→ **PROMPT**: The records that follow must be repeated verbatim, every one of them.

→ **DATASET CONTENT**:
——————————

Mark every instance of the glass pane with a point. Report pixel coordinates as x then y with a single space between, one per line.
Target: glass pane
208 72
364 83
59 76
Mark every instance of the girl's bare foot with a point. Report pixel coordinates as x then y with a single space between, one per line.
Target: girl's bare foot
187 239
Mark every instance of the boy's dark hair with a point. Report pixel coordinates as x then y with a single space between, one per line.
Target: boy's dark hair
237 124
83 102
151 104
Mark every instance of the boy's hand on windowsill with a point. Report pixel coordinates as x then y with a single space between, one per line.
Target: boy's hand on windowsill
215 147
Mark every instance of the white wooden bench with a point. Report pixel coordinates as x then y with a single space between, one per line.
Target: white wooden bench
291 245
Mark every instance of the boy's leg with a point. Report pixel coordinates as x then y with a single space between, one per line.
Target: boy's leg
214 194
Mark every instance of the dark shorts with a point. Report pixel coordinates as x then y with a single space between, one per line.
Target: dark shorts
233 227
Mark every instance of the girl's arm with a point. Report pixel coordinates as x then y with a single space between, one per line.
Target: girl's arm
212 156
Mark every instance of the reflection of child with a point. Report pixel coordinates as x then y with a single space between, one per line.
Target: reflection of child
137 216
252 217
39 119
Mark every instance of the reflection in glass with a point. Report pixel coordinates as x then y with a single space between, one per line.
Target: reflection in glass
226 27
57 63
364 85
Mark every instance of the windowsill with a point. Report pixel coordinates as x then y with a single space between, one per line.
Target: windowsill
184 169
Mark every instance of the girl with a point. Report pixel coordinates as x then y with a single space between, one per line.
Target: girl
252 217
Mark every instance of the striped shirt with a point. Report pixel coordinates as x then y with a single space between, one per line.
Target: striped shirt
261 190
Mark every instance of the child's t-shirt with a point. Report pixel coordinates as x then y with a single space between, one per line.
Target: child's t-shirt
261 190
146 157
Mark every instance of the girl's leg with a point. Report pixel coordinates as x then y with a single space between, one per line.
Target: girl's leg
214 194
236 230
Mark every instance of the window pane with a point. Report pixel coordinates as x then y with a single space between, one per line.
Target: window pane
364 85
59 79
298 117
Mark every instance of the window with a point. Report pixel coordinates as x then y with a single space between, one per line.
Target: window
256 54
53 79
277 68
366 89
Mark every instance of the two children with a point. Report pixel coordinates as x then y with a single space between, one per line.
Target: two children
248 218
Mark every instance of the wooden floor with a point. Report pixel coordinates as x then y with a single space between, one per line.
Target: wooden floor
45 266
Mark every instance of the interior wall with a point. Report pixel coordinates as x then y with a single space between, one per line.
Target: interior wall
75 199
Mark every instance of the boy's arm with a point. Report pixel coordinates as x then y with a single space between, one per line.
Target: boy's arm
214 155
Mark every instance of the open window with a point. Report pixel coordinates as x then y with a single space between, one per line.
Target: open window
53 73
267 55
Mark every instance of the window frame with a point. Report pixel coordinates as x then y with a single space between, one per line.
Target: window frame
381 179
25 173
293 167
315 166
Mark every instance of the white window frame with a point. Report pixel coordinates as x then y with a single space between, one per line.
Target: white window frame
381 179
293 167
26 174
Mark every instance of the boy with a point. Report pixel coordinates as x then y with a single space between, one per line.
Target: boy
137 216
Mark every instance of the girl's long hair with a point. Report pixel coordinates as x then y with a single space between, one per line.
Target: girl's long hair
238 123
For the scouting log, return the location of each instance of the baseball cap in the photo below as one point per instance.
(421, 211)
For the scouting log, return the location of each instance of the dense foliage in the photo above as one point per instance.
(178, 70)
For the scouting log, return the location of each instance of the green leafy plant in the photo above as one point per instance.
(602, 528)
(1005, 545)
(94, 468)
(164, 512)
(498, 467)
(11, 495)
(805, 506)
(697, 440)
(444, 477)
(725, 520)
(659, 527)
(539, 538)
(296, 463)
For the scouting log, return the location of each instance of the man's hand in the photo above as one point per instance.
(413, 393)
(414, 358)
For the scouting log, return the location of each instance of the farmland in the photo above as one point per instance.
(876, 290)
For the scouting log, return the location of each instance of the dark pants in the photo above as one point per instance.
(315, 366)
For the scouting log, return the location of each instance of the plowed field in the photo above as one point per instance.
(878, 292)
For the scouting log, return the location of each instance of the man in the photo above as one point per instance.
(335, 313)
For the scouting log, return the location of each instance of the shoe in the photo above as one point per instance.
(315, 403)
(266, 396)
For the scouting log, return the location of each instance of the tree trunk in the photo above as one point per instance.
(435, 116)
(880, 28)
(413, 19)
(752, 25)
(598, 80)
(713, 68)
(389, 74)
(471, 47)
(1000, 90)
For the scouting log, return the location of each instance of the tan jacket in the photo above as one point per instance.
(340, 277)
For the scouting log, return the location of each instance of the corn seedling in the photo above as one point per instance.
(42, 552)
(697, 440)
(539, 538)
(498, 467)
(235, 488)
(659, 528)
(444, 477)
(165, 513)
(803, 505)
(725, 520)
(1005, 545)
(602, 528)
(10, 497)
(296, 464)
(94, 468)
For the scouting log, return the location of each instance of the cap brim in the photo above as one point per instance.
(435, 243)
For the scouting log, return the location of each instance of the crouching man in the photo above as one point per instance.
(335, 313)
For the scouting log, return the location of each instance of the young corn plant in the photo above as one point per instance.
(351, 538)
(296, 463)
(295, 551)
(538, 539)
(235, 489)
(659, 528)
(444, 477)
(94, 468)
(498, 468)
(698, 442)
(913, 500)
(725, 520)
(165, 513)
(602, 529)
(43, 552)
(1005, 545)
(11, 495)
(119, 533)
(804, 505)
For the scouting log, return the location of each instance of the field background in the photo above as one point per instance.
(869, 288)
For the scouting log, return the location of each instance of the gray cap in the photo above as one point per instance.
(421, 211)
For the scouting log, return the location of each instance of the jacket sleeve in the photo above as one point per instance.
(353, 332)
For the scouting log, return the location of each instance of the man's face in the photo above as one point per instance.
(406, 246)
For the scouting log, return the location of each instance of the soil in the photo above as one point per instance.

——————————

→ **ANSWER TO THIS PROBLEM**:
Mark every instance of the glass pane with a point. Report pixel coordinates as x then y with a single space between, one per line.
Target: glass pane
208 72
364 83
59 76
Mark every instance of the girl's bare foot with a point. Report pixel coordinates as x then y with a single space between, one per line.
Target: girl's bare foot
187 239
Mark every instance of the boy's dark hair with a point. Report pixel coordinates as x then y with a single space between, one per line.
Target: boy's dark hair
237 124
83 102
151 104
Mark every instance of the boy's hand on windowsill with a point. Report pixel coordinates as x then y with a single space between, one per line.
Target: boy's hand on windowsill
215 147
Mark every instance of the white wooden bench with a point. Report pixel coordinates as x then y with a single space between, one per line.
Target: white wooden bench
291 245
Mark every instance of the boy's leg with a point. Report pixel coordinates as x then y with a single space between, one per line.
Target: boy's leg
214 194
Mark every instance of the dark shorts with a point. Report pixel coordinates as x then y with a single space between, one per line.
Target: dark shorts
233 227
Mark every instance of the girl's arm with a point. Report pixel coordinates as x then y with a single space between, one per line.
Target: girl's arm
212 156
Mark every instance of the reflection of child with a point. Report pixel coordinates as x then y with a single space between, one per line.
Target: reflection of child
137 216
252 217
39 119
Mark every instance of the reflection in glass with a point. Report pixel coordinates as x then y with a single space between, one per line.
Target: reflection in glass
226 27
57 63
364 85
Mark every instance of the windowsill with a point. Report pixel coordinates as x then y with a single space between, one per line.
Target: windowsill
184 169
Mark every instance of the girl with a point. Report pixel coordinates as x then y with a single space between, one per line.
Target: girl
252 217
Mark every instance of the striped shirt with a point. Report pixel coordinates as x then y with a single space between, one per line.
Target: striped shirt
261 190
Mark every instance of the child's t-shirt with a point. Report pixel coordinates as x then y with a single space between, one per line.
Target: child's t-shirt
261 190
146 157
Mark every instance of the girl's leg with a point. Report pixel coordinates as x then y with a single space between, one per line.
Target: girl's leg
214 194
236 230
Mark every instance of the window pane with a point. Report pixel coordinates as x then y with a single space between, one per line.
Target: window pane
364 85
59 79
298 117
Mark every instance of the window with a point. Report pixel coordinates as x then y with a single space between, one per line.
Target: window
256 54
53 79
277 68
366 89
Mark every instance of the two children with a point. Report pixel coordinates as x then y with a single space between, one per line.
Target: two children
248 218
Mark every instance of the wooden floor with a point. Report pixel coordinates as x then y with a single space between, one per line.
Target: wooden floor
45 266
Mark every instance of the interior wall with a point. Report pixel coordinates as x then y with a single space between, one per line.
Target: interior wall
75 199
Mark every instance of the boy's arm with a point. Report pixel coordinates as x then y with a single space between, one per line.
Target: boy's arm
214 155
Mark every instance of the open window with a point. Report pixel coordinates as x then y with a single space between, one per line.
Target: open window
53 73
267 55
Mark every instance of the window frame with a point. Report pixel coordinates as x then y with a single space between, one per line.
Target: window frame
381 179
25 173
293 167
315 166
Mark every instance of the white window frame with a point. Report pixel coordinates as x then y with a single space between, one per line.
Target: white window frame
381 179
293 167
26 174
Mark every instance of the boy with a point. Report pixel coordinates as x then y with a single space between, one per line.
Target: boy
137 216
Mark every instance of the girl's long hair with a point. Report pixel coordinates as x then y with a single space between, one per line.
Target: girl's long hair
238 123
For the scouting log, return the location of each instance of the baseball cap in the photo below as one point per instance.
(421, 211)
For the scouting log, return the location of each instance of the dense foliage in the photo above as one point per instance.
(178, 70)
For the scouting log, return the location of each instance of the green leafy plant in the photo above as one point per instance.
(602, 528)
(1005, 545)
(94, 468)
(164, 512)
(498, 467)
(11, 495)
(805, 506)
(697, 440)
(444, 477)
(725, 520)
(659, 527)
(539, 538)
(296, 463)
For the scouting log, return the location of each instance of the man's hand in the photo above as one point per instance.
(413, 393)
(414, 358)
For the scouting log, return the location of each instance of the farmland in the photo above as one point per instance.
(876, 290)
For the scouting log, return the location of each instance of the dark pants in the photo above as one point per instance.
(315, 366)
For the scouting log, return the location of each instance of the plowed field in the photo above as one point per instance.
(878, 292)
For the scouting log, return the location of each instance of the man in the photo above as one point per instance.
(335, 313)
For the scouting log, return the location of each instance of the shoe in the photo above as one point per instance.
(315, 403)
(266, 396)
For the scouting log, return the location of each instance of the tree trunk in the photo above as one point per instance.
(435, 116)
(880, 28)
(413, 19)
(752, 25)
(598, 80)
(713, 68)
(389, 74)
(471, 47)
(1000, 90)
For the scouting log, return the location of each instance of the tan jacket in the photo above as one point per instance.
(340, 277)
For the scouting log, return the location of each instance of the corn seedling in the photo above as one point per instance.
(42, 552)
(697, 440)
(539, 538)
(498, 467)
(235, 488)
(659, 528)
(444, 477)
(165, 513)
(803, 505)
(725, 520)
(1005, 545)
(602, 528)
(10, 497)
(296, 464)
(94, 468)
For the scouting log, return the location of each instance of the cap brim in the photo above as one point per instance.
(435, 243)
For the scouting log, return the location of each instance of the crouching man in the photo above as one point per instance.
(335, 313)
For the scouting log, return the location of each instance of the young corn plant in the photo above as one point per instance.
(351, 538)
(296, 463)
(295, 551)
(538, 539)
(235, 489)
(659, 528)
(444, 477)
(94, 468)
(498, 468)
(698, 442)
(913, 500)
(725, 520)
(165, 513)
(602, 529)
(43, 552)
(1005, 545)
(11, 495)
(119, 533)
(804, 505)
For the scouting log, return the location of each instance of the field background in the photo above as one point per instance.
(869, 288)
For the scouting log, return the location of each instance of the gray cap in the photo above as one point per instance.
(421, 211)
For the scouting log, return the location of each instance of the jacket sleeve in the photo above as one point per instance.
(353, 332)
For the scouting log, return the location of each instance of the man's face in the photo above as one point per instance.
(406, 246)
For the scouting log, return the location of each instance of the soil in the photo above as one point per instance.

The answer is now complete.